**TASK DETAILS:**
Reproduce each record exactly.
──────── RECORDS SHOWN
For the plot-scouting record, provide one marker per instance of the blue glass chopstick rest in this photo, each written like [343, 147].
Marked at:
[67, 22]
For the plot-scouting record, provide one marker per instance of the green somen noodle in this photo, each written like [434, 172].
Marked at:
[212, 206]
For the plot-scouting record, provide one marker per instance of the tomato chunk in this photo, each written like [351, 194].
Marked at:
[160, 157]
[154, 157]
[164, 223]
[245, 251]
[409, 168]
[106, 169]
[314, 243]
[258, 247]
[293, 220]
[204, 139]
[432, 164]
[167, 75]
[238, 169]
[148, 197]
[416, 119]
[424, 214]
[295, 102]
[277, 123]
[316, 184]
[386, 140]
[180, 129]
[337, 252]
────────────────
**EXPECTED ANSWER:**
For the plot-scouting record, provide one marker per instance of the blue glass chopstick rest in this photo, each written like [343, 147].
Marked at:
[67, 22]
For the plot-scouting record, provide one marker per instance of the green somen noodle in this photo, each written like [434, 172].
Marked at:
[212, 206]
For the plot-scouting record, provide one marker per instance of the tomato chunk in this photo, each written like [351, 194].
Marked at:
[160, 157]
[154, 157]
[164, 223]
[245, 251]
[409, 168]
[106, 169]
[314, 243]
[258, 247]
[293, 220]
[204, 139]
[432, 164]
[167, 75]
[238, 169]
[148, 197]
[416, 119]
[424, 214]
[295, 102]
[277, 123]
[316, 184]
[386, 140]
[180, 129]
[337, 252]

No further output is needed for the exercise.